A run of records:
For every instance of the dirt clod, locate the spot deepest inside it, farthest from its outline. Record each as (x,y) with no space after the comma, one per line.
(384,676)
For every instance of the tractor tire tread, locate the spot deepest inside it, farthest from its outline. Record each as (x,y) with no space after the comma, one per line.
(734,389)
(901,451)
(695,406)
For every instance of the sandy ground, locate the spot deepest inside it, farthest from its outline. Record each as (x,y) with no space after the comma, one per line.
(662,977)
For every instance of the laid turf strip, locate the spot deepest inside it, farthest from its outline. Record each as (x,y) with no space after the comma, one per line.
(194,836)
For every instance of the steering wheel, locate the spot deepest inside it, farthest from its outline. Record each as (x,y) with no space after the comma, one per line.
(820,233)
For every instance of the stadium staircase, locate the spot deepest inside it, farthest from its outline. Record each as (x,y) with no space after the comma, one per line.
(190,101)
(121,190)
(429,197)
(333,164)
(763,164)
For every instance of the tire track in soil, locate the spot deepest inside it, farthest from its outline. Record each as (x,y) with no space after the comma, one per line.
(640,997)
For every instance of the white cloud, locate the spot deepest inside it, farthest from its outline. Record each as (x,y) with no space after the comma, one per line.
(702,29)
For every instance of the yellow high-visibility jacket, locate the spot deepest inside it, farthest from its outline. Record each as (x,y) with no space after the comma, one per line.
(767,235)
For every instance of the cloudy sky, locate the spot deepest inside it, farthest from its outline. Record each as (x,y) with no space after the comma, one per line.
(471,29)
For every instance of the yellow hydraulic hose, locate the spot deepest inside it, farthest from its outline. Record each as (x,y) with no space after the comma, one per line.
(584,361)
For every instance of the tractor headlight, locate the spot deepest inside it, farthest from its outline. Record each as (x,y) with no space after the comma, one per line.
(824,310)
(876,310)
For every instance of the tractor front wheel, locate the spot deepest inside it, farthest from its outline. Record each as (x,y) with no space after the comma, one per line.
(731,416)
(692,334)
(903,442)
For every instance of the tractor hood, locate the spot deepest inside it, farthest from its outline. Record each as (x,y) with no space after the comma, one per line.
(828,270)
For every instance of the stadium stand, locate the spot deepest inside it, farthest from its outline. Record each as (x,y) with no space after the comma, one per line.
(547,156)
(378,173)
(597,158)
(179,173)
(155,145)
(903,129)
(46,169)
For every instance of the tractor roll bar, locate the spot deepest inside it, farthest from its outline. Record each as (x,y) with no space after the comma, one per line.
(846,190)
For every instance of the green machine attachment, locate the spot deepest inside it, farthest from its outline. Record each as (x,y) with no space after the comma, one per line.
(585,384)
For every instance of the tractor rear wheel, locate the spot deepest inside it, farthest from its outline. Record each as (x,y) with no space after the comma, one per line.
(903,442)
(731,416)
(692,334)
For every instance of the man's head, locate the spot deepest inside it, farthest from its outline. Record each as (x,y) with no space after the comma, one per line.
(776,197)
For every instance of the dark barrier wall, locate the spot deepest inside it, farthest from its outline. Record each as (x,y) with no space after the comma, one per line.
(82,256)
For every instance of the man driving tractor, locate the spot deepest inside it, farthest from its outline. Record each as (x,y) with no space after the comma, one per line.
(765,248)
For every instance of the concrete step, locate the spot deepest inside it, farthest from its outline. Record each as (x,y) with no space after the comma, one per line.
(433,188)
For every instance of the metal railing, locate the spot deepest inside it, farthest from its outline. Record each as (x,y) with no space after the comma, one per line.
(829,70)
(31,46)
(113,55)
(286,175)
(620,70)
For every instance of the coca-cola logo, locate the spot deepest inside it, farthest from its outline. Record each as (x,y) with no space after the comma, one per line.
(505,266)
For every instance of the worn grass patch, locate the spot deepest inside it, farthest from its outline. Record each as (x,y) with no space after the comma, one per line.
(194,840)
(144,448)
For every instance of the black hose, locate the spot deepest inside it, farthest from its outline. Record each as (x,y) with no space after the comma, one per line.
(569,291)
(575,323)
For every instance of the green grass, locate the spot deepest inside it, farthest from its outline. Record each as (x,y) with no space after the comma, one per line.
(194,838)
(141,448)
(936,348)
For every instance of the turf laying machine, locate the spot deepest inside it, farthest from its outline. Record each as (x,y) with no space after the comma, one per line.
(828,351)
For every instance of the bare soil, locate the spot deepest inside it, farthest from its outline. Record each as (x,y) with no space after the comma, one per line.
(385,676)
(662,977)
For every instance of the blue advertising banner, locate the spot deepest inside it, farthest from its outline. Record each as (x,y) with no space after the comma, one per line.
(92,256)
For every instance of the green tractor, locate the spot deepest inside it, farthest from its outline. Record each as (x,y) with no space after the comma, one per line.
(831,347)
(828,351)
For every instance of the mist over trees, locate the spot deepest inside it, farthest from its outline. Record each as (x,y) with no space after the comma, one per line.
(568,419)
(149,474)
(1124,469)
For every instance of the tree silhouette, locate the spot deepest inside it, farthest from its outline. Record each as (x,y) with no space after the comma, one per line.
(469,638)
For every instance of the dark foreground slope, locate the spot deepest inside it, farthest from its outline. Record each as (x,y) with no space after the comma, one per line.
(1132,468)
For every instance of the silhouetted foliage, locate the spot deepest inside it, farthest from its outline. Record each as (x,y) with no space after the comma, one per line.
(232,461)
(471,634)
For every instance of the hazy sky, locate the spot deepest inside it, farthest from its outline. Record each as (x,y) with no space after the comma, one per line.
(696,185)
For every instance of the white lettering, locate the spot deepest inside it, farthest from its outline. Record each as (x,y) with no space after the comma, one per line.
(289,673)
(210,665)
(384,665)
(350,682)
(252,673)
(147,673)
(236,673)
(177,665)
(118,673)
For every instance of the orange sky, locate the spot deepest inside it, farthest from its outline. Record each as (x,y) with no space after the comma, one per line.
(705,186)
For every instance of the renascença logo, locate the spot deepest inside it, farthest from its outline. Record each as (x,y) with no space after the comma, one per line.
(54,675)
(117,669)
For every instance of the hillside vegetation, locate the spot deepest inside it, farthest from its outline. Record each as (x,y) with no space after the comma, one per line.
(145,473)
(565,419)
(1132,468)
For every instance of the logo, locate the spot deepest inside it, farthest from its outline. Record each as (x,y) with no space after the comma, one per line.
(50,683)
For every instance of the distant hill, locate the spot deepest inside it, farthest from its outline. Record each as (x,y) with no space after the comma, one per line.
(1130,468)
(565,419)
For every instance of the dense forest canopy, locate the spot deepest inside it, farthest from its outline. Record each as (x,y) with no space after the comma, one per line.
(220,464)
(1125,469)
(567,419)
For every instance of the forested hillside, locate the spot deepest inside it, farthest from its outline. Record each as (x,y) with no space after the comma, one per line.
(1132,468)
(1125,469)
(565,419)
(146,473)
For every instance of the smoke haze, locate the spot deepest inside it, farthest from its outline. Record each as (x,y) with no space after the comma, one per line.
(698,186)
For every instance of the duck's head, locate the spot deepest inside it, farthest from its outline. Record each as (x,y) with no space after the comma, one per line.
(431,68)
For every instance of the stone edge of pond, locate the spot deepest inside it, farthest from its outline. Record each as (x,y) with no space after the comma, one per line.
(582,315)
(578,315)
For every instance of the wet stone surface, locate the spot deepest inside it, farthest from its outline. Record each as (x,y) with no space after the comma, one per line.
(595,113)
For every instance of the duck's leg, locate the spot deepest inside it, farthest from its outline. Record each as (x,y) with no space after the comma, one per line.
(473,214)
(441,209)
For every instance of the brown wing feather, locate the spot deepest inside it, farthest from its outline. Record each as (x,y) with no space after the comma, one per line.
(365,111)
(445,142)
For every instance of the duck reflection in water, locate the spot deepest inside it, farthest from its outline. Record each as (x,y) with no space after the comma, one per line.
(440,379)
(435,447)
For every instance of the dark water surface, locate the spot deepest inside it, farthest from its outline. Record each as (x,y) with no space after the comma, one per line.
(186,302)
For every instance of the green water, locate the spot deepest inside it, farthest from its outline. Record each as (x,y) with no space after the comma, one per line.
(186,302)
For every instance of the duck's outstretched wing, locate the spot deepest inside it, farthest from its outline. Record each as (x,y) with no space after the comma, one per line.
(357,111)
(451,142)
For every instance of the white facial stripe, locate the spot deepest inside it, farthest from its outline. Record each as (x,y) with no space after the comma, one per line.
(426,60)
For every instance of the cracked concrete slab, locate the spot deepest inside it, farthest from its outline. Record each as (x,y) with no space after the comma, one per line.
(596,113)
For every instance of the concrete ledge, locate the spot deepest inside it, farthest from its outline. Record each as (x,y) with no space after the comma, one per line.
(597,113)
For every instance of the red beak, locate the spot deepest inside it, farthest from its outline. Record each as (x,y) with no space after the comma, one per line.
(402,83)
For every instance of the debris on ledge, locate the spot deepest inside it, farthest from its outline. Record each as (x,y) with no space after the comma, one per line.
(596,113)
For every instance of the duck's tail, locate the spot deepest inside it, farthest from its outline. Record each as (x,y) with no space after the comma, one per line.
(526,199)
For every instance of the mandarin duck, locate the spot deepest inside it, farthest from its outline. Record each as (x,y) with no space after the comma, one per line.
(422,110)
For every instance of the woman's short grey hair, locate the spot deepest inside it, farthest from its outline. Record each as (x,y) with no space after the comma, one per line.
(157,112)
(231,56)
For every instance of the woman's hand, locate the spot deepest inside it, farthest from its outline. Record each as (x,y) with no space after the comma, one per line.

**Set problem:** Take every line from the one containing "For every instance of the white facial" to the end of the listing and output it exactly, with nothing else.

**Solution:**
For every instance of the white facial stripe, locate the spot deepest inside it, farthest from its outline. Record each as (x,y) with no space after the comma, one per line.
(426,60)
For every instance of the cracked concrete slab, locate the spot deepest inside it, farthest from its outline. Record each as (x,y) with no space after the comma, one per line.
(596,113)
For every instance of the concrete ledge, locate the spot deepest inside it, farthest from its outline. Record each as (x,y) with no space after the comma, one per line.
(597,113)
For every instance of the red beak, locate the spot deepest inside it, farthest from its outline. Record each as (x,y) with no space after the comma, one per line.
(402,83)
For every instance of the debris on ledge, locate the spot deepest inside it, farthest from its outline. Record each as (x,y) with no space after the comma, one per line.
(596,113)
For every instance of the duck's tail, locate the spot deepest inside it, farthest from its outline. Record each as (x,y) with no space after the comma, one per line.
(526,199)
For every instance of the mandarin duck, locate the spot deepest inside it, farthest from its outline. Record each as (x,y) with no space after the comma, one per line.
(422,110)
For every instance of the woman's short grey hair, locate the spot deepest inside it, farthest from its outline. Record each as (x,y) with no space after the comma, one per line.
(157,112)
(231,56)
For every instance of the woman's hand, locate the spot deepest inside it, farthest from its outline. Record each as (x,y) with no space after the comma, one per line.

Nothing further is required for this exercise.